▶ **Passage given**

5-6 Nights a Year Defeat “Special Mission” Exception to Going and Coming

September 12th, 2012 No comments

Private security firms often present a tricky issue for workers’ compensation matters.  Injuries still occur, despite the rigorous training courses they provide:

And then comes the inevitable debate – who is to bear the cost of applicant’s (allegedly) industrial injury?

Be careful, dear readers, in opening the can of worms that is Robert Flores v. Garnett Protective Services & Security.  There certainly are a few layers to this case.

Applicant Robert Flores was employed by Garnett, which, under the terms of its contract, provided security to Joseph’s Café.  Joseph’s was a venue version of Batman, providing restaurant service by day and night club service by night.  On occasion, Joseph’s Café would tip Flores and other security guards for a job well done, or offer them additional hours on a cash basis for extra events that were not on the regular schedule.

Garnett had trained Flores, and had the power to hire, fire, or direct his work.  Joseph’s had no one of these powers.

▶ **Exercise**
Copy everything from "5-6 Nights a" down to "to this case." in the workers' compensation passage, substituting "colleagues" for "readers".

[Coordinate labeling data]
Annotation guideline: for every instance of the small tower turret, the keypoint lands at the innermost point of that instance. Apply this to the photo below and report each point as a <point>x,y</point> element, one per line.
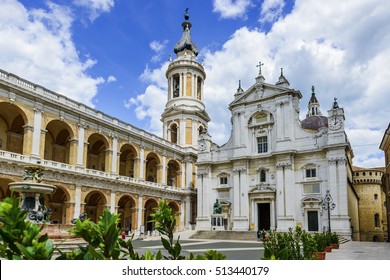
<point>184,117</point>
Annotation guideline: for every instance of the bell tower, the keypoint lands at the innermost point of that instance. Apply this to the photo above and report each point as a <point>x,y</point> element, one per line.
<point>184,117</point>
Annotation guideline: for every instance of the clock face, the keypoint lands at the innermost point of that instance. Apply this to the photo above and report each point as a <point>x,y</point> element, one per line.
<point>335,123</point>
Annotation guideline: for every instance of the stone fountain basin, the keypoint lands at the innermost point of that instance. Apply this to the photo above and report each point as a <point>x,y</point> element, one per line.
<point>26,187</point>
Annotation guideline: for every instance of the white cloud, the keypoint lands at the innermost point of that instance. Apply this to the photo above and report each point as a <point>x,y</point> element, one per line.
<point>37,45</point>
<point>95,7</point>
<point>158,47</point>
<point>231,9</point>
<point>111,79</point>
<point>150,104</point>
<point>271,10</point>
<point>340,47</point>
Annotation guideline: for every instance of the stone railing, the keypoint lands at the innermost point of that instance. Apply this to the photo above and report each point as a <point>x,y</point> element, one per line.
<point>81,108</point>
<point>15,157</point>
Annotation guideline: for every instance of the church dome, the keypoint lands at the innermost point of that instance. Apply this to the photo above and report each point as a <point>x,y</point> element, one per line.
<point>185,42</point>
<point>314,122</point>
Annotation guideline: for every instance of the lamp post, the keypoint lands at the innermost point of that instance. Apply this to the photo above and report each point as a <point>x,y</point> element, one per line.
<point>328,205</point>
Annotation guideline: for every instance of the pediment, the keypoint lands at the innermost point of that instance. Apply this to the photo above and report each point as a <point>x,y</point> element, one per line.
<point>260,91</point>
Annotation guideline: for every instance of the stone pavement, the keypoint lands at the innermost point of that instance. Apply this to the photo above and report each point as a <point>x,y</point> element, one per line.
<point>361,250</point>
<point>352,250</point>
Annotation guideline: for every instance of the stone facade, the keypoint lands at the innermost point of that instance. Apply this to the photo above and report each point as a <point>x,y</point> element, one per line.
<point>96,162</point>
<point>372,203</point>
<point>385,146</point>
<point>275,170</point>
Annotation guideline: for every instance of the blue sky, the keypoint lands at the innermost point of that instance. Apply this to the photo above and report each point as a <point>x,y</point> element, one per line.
<point>112,55</point>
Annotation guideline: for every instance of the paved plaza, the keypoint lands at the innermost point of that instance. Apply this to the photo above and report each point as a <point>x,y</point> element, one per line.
<point>249,250</point>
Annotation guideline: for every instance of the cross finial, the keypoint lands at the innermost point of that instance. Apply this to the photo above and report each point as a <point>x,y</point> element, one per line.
<point>186,16</point>
<point>259,65</point>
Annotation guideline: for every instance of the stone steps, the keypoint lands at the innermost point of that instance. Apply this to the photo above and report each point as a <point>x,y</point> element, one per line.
<point>226,235</point>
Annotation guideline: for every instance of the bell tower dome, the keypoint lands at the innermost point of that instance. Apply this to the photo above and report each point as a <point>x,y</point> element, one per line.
<point>184,117</point>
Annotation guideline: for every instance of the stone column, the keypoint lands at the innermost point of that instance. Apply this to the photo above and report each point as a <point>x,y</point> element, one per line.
<point>280,191</point>
<point>36,139</point>
<point>108,161</point>
<point>69,211</point>
<point>27,140</point>
<point>236,193</point>
<point>142,163</point>
<point>77,200</point>
<point>73,143</point>
<point>43,143</point>
<point>164,170</point>
<point>140,212</point>
<point>182,138</point>
<point>289,190</point>
<point>114,167</point>
<point>113,207</point>
<point>183,175</point>
<point>80,147</point>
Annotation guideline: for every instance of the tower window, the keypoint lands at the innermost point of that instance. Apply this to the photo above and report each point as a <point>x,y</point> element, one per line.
<point>311,188</point>
<point>262,144</point>
<point>176,85</point>
<point>263,176</point>
<point>223,180</point>
<point>376,218</point>
<point>311,173</point>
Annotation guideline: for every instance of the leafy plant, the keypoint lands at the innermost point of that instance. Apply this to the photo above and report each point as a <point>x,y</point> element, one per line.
<point>19,238</point>
<point>334,239</point>
<point>165,224</point>
<point>321,241</point>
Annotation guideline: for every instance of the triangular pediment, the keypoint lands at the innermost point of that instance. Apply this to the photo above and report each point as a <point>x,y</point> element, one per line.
<point>262,91</point>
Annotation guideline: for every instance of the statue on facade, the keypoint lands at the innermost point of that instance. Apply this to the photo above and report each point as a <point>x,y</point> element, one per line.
<point>217,207</point>
<point>82,217</point>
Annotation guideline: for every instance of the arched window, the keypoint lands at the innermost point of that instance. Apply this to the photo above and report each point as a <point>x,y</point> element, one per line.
<point>376,218</point>
<point>263,176</point>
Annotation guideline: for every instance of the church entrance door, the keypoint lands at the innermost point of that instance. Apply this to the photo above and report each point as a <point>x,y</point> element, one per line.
<point>312,219</point>
<point>264,216</point>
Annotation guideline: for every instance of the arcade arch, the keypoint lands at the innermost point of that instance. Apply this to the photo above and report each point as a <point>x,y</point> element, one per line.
<point>96,153</point>
<point>173,174</point>
<point>12,126</point>
<point>127,161</point>
<point>57,141</point>
<point>95,203</point>
<point>152,172</point>
<point>150,206</point>
<point>128,213</point>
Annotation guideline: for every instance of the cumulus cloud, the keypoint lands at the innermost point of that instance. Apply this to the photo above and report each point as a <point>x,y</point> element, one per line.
<point>271,10</point>
<point>158,47</point>
<point>151,103</point>
<point>111,79</point>
<point>340,47</point>
<point>37,45</point>
<point>95,7</point>
<point>231,9</point>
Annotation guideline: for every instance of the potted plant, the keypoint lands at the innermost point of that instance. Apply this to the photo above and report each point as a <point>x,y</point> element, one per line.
<point>334,241</point>
<point>328,237</point>
<point>320,240</point>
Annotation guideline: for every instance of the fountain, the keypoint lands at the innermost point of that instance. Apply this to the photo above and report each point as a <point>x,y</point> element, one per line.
<point>32,193</point>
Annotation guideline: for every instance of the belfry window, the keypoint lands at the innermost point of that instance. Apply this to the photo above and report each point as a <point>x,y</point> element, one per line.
<point>262,144</point>
<point>176,85</point>
<point>311,173</point>
<point>263,176</point>
<point>376,218</point>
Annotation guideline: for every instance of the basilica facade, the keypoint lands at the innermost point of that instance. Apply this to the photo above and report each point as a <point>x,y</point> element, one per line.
<point>275,172</point>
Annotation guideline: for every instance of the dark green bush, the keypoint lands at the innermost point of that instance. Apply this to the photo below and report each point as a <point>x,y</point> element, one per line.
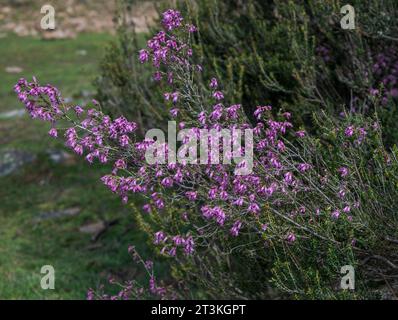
<point>294,56</point>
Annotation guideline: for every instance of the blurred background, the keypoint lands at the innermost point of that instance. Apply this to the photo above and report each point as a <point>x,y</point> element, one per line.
<point>293,55</point>
<point>50,211</point>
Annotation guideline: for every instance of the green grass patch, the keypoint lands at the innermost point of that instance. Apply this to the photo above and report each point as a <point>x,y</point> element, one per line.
<point>26,242</point>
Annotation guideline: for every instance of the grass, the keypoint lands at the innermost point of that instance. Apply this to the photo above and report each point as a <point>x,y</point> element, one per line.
<point>26,244</point>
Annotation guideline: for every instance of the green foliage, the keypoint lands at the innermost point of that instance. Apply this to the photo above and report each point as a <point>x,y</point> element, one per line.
<point>270,52</point>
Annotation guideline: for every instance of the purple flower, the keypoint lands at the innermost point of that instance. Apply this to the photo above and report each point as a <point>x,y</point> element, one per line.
<point>53,132</point>
<point>343,171</point>
<point>291,237</point>
<point>235,228</point>
<point>300,133</point>
<point>191,195</point>
<point>349,131</point>
<point>143,55</point>
<point>288,177</point>
<point>213,83</point>
<point>159,237</point>
<point>218,95</point>
<point>172,19</point>
<point>174,112</point>
<point>335,214</point>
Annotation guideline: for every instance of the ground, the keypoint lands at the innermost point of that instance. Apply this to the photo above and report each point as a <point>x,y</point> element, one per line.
<point>53,204</point>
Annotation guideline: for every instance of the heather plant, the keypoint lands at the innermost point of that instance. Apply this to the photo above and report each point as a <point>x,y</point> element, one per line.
<point>310,205</point>
<point>290,54</point>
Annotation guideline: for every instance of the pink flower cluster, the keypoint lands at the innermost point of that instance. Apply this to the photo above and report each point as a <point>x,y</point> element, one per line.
<point>280,181</point>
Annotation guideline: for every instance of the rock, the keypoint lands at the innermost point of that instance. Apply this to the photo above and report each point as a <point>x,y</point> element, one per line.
<point>93,228</point>
<point>12,160</point>
<point>61,156</point>
<point>81,52</point>
<point>17,113</point>
<point>58,34</point>
<point>70,212</point>
<point>13,69</point>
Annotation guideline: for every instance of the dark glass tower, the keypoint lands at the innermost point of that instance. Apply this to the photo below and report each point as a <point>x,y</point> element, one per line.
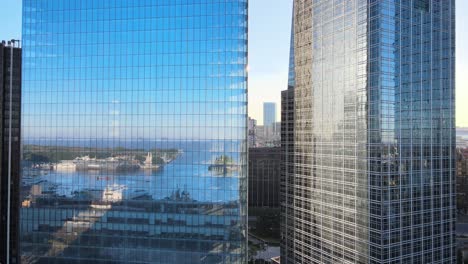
<point>134,128</point>
<point>287,155</point>
<point>9,150</point>
<point>374,137</point>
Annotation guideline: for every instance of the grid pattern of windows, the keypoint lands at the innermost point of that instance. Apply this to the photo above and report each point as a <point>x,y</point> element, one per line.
<point>134,129</point>
<point>374,132</point>
<point>5,72</point>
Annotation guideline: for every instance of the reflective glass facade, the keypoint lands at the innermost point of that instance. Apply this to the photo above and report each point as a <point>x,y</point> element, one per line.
<point>374,132</point>
<point>134,131</point>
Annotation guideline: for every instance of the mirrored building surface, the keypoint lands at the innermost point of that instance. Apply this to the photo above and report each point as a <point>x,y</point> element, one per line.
<point>134,131</point>
<point>374,137</point>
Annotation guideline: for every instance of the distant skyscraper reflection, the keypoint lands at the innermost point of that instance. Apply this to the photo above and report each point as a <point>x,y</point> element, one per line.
<point>134,128</point>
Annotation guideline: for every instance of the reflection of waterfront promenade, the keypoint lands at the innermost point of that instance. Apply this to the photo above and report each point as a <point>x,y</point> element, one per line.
<point>180,213</point>
<point>150,227</point>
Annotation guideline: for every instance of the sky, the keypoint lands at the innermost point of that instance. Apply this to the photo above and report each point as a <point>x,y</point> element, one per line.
<point>269,34</point>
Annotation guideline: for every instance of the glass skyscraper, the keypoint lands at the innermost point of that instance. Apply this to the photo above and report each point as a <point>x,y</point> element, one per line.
<point>374,135</point>
<point>134,131</point>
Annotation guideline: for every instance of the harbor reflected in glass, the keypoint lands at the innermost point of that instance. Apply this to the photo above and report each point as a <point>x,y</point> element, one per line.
<point>134,144</point>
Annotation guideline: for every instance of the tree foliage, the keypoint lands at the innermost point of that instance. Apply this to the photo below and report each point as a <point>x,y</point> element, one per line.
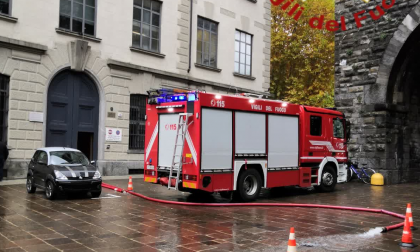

▶ **Written answer**
5-6 Nights a Year Defeat “Special Mission” Exception to Going and Coming

September 12th, 2012 No comments

Private security firms often present a tricky issue for workers’ compensation matters.  Injuries still occur, despite the rigorous training courses they provide:

And then comes the inevitable debate – who is to bear the cost of applicant’s (allegedly) industrial injury?

Be careful, dear colleagues, in opening the can of worms that is Robert Flores v. Garnett Protective Services & Security.  There certainly are a few layers to this case.